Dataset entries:
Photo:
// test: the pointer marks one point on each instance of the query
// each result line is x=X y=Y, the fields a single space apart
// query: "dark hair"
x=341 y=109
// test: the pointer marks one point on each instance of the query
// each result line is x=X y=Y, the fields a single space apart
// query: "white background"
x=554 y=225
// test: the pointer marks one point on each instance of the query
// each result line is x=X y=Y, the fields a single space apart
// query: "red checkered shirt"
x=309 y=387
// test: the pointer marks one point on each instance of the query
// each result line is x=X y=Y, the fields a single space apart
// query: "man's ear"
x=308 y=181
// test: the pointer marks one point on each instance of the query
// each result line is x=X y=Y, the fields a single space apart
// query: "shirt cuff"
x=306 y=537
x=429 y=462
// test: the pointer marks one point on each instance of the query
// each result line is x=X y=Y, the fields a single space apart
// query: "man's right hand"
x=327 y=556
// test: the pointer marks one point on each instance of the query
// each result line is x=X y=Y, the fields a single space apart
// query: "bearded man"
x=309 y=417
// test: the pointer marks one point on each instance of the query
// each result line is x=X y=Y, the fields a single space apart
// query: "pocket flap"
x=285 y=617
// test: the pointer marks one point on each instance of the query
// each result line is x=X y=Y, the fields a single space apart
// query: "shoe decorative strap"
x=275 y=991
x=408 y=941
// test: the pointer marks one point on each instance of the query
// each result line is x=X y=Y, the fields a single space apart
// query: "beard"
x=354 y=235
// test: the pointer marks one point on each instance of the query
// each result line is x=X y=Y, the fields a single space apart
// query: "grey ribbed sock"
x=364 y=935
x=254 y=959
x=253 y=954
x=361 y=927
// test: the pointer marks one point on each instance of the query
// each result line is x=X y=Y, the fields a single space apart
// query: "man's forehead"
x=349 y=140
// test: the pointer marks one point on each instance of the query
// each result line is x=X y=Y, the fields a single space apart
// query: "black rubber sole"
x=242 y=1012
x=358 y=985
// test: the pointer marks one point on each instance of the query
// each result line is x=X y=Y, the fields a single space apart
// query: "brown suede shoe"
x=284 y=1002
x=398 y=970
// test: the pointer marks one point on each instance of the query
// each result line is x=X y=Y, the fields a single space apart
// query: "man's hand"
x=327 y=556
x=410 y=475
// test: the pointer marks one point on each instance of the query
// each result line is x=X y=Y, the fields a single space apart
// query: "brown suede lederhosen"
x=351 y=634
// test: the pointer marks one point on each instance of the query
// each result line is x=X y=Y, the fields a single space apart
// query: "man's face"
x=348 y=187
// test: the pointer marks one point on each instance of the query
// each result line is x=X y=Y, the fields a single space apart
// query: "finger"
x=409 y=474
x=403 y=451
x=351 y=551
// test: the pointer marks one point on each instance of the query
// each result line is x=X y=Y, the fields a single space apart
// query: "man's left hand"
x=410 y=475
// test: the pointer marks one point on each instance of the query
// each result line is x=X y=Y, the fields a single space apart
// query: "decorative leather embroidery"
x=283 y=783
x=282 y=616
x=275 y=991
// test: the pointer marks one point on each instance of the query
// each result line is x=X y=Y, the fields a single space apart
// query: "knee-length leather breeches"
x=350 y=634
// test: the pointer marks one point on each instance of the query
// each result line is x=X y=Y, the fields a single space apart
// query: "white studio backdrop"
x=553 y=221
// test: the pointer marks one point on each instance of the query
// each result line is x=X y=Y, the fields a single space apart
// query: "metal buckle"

### [Exercise description]
Exact repetition of every entry in the data is required.

### [Solution]
Photo:
// test: the pointer marks one point on each instance of the query
// each result line is x=X y=Y, the fields a single space apart
// query: "dark hair"
x=341 y=109
// test: the pointer marks one point on each instance of the query
// each result line is x=X y=Y, the fields a single space apart
// query: "white background"
x=554 y=225
// test: the pointer marks one point on each instance of the query
// each result line is x=X y=Y, the fields a single space apart
// query: "red checkered shirt"
x=309 y=387
// test: the pointer marks one point on each instance of the query
// each result line is x=X y=Y, the fields a single space apart
// query: "man's ear"
x=308 y=181
// test: the pointer marks one point on each instance of the query
// each result line is x=X y=Y, the fields a single space apart
// query: "shirt cuff"
x=306 y=537
x=429 y=462
// test: the pointer marks one point on each instance of the query
// each result line is x=X y=Y, the fields a single space apart
// query: "man's right hand"
x=327 y=556
// test: the pointer marks one point on each instance of the query
// each result line is x=X y=Y, the fields a single space apart
// query: "bearded man"
x=309 y=417
// test: the pointer marks one point on each instance of the query
// each result line is x=X y=Y, the fields a single space apart
// query: "pocket flap"
x=285 y=617
// test: the pointer marks one point on each instance of the query
// each result line is x=X y=Y, the fields a single space apart
// query: "shoe decorative strap"
x=275 y=991
x=408 y=941
// test: the pointer marks one point on each instance of the query
// each result line is x=X y=Y, the fields a single space apart
// query: "beard"
x=354 y=235
// test: the pointer marks one point on each instance of the query
// each result line is x=X y=Y, the fields a single space apart
// query: "grey ribbed sock"
x=364 y=935
x=254 y=959
x=253 y=954
x=361 y=927
// test: the pointer marks one point on each instance of the query
// each result line is x=X y=Y, the fields a single space apart
// query: "man's forehead"
x=349 y=140
// test: the pointer marks one point on each instance of the query
// each result line is x=X y=Y, the fields a single space apart
// query: "black rubber sole"
x=242 y=1012
x=358 y=985
// test: the pointer marks one point on each instance of the query
// each result line is x=X y=Y, the fields a single space apart
// query: "brown suede shoe"
x=284 y=1002
x=398 y=970
// test: the pointer marks one point on each instance of the query
// each result line is x=X y=Y, the fields a single space apart
// query: "man's hand"
x=327 y=556
x=410 y=475
// test: the pointer marks one point on each instance of the query
// each result line is x=X y=Y, the fields a single space apart
// query: "brown suede lederhosen"
x=351 y=634
// test: the pointer marks one point on each instance of the query
// each result line is x=X y=Y, the fields a single space apart
// query: "man's face"
x=348 y=187
// test: the pointer marks one point on each instance of the query
// each result line is x=X y=Y, the fields a single space apart
// query: "finger"
x=409 y=474
x=403 y=451
x=351 y=551
// test: the pointer marks one point on each instance of the query
// each result line is x=X y=Y, the fields a single space apart
// query: "man's left hand"
x=410 y=475
// test: the pointer marks one point on each instance of the query
// each result line is x=X y=Y, the fields a single space apart
// query: "decorative leather embroidery"
x=283 y=783
x=282 y=616
x=275 y=991
// test: the pointer marks one point on each instance of the query
// each result line is x=X y=Y, the fields a single space apart
// query: "knee-length leather breeches"
x=350 y=634
// test: the pointer marks one point on each instance of the query
// each result line is x=X y=Y, the fields a single space apart
// query: "white studio backdrop"
x=553 y=221
// test: the pointer marks one point on each instance of the query
// each result line is x=X y=Y, the fields a single space apart
// query: "metal buckle"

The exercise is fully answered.